To do:
a - According to the JavaScript post, what benefits come from updating the prototype object instead of the object itself? List every one.
b - Quote the passage of the JavaScript post that begins with the words containing "Currently I’m playing" and ends with "cool HTML5 features.".

Source text:
-*-

Javascript is a very permissive language; you can go messing around of the innards of other classes to your heart’s content. Of course the question is should you?.
Currently I’m playing around with the channel
messaging feature in HTML5. In a nutshell, this API lets you
create communication MessageChannel
, which have two
MessagePort object associated with it. When you send a
message on port1 an event is triggered on port2 (and vice-versa). You send a message
by calling the postMessage
method on a port object. E.g:
port.postMessage("Hello world");
This opens up a range of interesting possibilities for web developers, but this blog post is about software design, not cool HTML5 features.
Unfortunately the postMessage
is very new, and the implementation
has not yet caught up with the specification. Although you are meant to be
able to transfer objects using postMessage
currently only strings
are supported, and any other objects are coerced into strings. This has an
interesting side-effect. If we have code such as:
port.postMessage({"op" : "test"});
the receiver of the message ends up with the string
[Object object]
, which is mostly
useless; actually it is completely useless. So, we want to transfer
structured data over a pipe that just supports standard strings, sounds
like a job for JSON.
So, now my code ends up looking like:
port.postMessage(JSON.stringify({"op" : "test"});
Now this is all good, but it gets a bit tedious having to type that out
every time I want to post a message, so a naïve approach we can simple create
a new function, postObject
:
function postObject(port, object) { return port.postMessage(JSON.stringify(object)); } postObject(port, {"op" : "test"});
OK, so this works, and it is pretty simple to use, but there
aesthetic here that makes this grate just a bit, why do I have to do
postObject(port, object)
, why can’t I do
port.postObject(object)
, that is more “object-oriented”,
so, thankfully JavaScript lets us monkey patch objects
at run time. So, if we do this:
port.postObject = function (object) { return this.postMessage(JSON.stringify(object)); } port.postObject({"op" : "test"});
OK, so far so good. What problems does this have? Well, firstly we are creating a new function for each port object, which isn’t great for either execution time, or memory usage if we have a large number of ports. So instead we could do:
function postObject(object) { return this.postMessage(JSON.stringify(object)); } port.postObject = postObject; port.postObject({"op" : "test"});
This works well, except we have two problems. The
postObject
function ends up as a global function, and if
you called it as a global function, the this
parameter
would be the global, window object, rather than a port object, which
would be an easy mistake to make, and difficult to
debug. Additionally, we end up with additional per-object data for
storing the pointer. Thankfully javascript has a powerful mechanism
for solving both the problems: the prototype
object (not to be confused with the javascript framework of the
same name).
So, if we update the prototype object, instead of object directly, we don’t need to add the function to the global namespace, we avoid per-object memory usage, and we avoid extra code having to remember to set it for every port object:
MessagePort.prototype.postObject = function postObject(object) { return this.postMessage(JSON.stringify(object)); } port.postObject({"op" : "test"});
Now, this ends up working pretty well. The real question is
should be do this? Or rather which of these options should we
choose? There is an argument to be made that monkey-patching anything
is just plain wrong, and it should be avoided. For example rather than
extending the base MessagePort
class, we could create a
sub-class (Exactly how you create sub-classes in JavaScript is another
matter!).

-*-

Records from a data source:

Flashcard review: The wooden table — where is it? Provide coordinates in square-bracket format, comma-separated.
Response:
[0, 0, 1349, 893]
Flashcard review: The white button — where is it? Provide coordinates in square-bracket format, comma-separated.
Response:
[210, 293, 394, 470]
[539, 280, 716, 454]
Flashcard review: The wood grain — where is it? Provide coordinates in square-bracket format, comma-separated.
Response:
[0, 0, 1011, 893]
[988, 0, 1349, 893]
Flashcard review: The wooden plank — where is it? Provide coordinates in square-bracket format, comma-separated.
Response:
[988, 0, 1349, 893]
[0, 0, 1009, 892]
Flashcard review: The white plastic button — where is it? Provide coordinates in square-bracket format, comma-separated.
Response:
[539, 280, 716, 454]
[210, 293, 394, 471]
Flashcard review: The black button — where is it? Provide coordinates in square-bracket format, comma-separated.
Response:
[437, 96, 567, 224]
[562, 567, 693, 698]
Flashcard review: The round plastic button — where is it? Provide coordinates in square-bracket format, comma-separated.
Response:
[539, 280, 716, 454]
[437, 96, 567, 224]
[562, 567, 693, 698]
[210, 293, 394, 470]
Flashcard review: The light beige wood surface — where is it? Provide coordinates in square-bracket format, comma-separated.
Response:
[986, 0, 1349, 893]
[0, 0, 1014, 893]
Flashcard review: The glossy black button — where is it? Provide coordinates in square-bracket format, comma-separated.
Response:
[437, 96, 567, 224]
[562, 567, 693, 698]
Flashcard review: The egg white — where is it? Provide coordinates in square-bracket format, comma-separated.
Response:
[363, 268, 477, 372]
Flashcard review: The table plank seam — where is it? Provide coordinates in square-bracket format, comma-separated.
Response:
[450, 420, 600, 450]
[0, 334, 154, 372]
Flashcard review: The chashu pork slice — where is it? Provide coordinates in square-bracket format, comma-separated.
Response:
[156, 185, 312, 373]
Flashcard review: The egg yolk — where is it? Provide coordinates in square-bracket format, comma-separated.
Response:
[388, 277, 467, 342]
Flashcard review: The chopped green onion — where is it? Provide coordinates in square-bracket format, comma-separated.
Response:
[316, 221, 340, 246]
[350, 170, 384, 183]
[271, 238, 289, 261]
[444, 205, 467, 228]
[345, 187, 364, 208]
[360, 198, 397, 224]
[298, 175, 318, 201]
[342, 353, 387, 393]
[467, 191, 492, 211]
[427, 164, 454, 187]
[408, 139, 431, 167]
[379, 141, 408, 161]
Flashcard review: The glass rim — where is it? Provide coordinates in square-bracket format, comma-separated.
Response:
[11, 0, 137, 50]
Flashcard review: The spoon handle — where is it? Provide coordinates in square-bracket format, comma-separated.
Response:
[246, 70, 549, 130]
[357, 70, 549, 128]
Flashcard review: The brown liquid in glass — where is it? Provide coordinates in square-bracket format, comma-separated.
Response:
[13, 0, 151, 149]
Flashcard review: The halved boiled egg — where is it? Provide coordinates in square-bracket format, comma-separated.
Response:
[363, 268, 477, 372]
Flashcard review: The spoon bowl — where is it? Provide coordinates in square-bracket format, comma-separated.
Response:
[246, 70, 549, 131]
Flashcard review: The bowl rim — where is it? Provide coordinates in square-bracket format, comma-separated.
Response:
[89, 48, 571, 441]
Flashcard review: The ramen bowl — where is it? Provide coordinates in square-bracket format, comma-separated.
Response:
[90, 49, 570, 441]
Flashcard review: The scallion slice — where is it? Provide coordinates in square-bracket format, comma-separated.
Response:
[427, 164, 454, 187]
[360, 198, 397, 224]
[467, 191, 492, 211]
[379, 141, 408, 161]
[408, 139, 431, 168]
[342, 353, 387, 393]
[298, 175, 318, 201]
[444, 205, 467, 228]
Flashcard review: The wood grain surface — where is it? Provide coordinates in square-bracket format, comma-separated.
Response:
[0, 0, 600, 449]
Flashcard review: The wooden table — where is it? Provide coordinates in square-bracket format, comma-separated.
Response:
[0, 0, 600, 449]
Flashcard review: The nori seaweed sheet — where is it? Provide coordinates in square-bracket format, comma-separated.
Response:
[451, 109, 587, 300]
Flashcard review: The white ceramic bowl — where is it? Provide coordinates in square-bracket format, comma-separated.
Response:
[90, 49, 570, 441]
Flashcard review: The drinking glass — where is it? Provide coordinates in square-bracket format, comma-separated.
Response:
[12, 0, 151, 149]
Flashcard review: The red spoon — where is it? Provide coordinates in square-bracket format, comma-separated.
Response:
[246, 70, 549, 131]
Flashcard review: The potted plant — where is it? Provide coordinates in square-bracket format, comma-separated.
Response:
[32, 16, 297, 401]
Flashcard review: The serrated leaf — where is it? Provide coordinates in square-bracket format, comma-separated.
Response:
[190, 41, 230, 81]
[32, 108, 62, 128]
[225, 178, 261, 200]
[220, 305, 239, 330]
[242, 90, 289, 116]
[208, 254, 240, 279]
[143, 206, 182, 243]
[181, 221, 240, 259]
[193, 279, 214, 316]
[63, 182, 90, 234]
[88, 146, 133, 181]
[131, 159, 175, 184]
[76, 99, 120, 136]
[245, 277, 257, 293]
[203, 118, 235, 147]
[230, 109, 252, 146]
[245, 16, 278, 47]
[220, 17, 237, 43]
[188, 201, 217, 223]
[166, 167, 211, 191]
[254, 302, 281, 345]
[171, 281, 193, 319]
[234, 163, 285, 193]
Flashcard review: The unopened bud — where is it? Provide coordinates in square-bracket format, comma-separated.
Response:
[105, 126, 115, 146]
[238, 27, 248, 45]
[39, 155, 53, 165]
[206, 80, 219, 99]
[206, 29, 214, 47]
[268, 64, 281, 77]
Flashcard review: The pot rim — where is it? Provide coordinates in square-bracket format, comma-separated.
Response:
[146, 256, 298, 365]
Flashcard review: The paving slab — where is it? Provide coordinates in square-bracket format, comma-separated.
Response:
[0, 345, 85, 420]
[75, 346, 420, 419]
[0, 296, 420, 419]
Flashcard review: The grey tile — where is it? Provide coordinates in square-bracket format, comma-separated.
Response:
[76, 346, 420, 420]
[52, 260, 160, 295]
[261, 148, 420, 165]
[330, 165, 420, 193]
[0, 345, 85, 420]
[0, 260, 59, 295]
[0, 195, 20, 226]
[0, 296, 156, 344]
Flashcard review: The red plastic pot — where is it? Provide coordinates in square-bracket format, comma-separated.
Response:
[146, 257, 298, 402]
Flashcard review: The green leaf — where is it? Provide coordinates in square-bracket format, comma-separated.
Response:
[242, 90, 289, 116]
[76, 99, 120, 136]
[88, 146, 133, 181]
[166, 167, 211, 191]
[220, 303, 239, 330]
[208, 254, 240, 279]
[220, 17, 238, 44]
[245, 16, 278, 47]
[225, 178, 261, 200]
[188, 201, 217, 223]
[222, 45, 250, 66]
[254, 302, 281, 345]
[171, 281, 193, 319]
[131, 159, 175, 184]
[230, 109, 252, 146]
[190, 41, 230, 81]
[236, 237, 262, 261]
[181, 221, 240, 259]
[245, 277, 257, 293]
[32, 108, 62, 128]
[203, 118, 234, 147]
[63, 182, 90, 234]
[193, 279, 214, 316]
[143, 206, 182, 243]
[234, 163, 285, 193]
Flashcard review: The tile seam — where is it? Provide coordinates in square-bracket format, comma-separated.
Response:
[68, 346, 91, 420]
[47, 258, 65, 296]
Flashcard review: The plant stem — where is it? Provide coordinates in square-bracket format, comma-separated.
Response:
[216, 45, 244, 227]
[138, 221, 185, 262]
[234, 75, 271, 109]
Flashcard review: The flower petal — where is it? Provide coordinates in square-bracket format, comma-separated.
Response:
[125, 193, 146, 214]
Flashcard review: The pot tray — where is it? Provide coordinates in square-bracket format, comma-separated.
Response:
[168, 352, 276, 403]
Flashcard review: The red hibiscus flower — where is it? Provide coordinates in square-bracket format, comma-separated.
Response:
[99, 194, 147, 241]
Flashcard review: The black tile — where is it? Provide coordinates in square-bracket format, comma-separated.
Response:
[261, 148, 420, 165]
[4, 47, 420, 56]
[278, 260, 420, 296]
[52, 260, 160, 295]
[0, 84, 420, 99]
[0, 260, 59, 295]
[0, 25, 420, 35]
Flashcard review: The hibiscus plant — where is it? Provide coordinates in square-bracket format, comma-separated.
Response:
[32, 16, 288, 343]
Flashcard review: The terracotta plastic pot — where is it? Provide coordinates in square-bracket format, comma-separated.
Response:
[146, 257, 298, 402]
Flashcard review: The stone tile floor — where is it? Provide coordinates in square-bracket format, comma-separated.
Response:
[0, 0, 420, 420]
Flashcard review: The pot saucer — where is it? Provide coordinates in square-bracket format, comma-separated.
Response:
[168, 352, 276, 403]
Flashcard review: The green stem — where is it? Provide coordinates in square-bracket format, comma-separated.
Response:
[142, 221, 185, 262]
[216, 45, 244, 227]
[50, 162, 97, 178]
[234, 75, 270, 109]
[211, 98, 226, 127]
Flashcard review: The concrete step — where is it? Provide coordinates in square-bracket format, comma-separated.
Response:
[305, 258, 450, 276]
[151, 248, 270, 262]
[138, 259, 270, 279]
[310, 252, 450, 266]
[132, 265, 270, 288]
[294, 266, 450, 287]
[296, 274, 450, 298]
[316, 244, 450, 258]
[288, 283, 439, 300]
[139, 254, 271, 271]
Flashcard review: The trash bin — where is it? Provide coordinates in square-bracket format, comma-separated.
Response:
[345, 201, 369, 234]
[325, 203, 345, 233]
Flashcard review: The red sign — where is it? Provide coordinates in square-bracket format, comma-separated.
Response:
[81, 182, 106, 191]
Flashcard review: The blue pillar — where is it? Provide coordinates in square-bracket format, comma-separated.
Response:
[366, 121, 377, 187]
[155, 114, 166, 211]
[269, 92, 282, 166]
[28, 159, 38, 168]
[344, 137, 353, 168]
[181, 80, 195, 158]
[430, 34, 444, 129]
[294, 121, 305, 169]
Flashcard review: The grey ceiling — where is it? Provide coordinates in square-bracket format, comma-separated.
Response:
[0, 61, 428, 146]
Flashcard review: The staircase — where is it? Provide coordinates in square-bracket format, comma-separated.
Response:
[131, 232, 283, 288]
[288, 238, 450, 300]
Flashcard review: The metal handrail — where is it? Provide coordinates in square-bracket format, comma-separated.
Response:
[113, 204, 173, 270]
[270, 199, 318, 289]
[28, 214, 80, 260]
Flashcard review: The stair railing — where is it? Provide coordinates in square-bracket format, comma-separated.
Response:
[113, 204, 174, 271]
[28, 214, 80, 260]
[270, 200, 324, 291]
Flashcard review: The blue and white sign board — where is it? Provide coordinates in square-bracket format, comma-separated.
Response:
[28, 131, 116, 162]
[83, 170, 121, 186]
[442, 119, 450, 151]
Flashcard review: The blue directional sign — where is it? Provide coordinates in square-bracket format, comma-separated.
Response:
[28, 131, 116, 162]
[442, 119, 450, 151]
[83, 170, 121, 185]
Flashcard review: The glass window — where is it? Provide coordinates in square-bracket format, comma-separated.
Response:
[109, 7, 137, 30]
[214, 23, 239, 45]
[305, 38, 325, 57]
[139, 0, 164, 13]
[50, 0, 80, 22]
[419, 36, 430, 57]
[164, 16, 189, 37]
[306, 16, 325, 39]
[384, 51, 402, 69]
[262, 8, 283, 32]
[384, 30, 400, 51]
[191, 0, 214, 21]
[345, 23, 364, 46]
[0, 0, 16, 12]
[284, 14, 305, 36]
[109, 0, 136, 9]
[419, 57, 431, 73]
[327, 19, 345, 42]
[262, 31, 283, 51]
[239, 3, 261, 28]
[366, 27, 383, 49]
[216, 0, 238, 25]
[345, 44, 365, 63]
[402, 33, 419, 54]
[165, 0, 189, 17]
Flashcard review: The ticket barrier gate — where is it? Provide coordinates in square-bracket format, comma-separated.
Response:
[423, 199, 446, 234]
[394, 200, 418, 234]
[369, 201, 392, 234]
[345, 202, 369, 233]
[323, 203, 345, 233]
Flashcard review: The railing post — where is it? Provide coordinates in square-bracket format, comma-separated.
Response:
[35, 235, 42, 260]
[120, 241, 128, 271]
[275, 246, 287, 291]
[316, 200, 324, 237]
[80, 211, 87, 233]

-*-

The responses:
a -
- You don't need to add the function to the global namespace.
- You avoid per-object memory usage.
- You avoid extra code having to remember to set it for every port object.

b -
Currently I’m playing around with the channel
messaging feature in HTML5. In a nutshell, this API lets you
create communication MessageChannel
, which have two
MessagePort object associated with it. When you send a
message on port1 an event is triggered on port2 (and vice-versa). You send a message
by calling the postMessage
method on a port object. E.g:
port.postMessage("Hello world");
This opens up a range of interesting possibilities for web developers, but this blog post is about software design, not cool HTML5 features.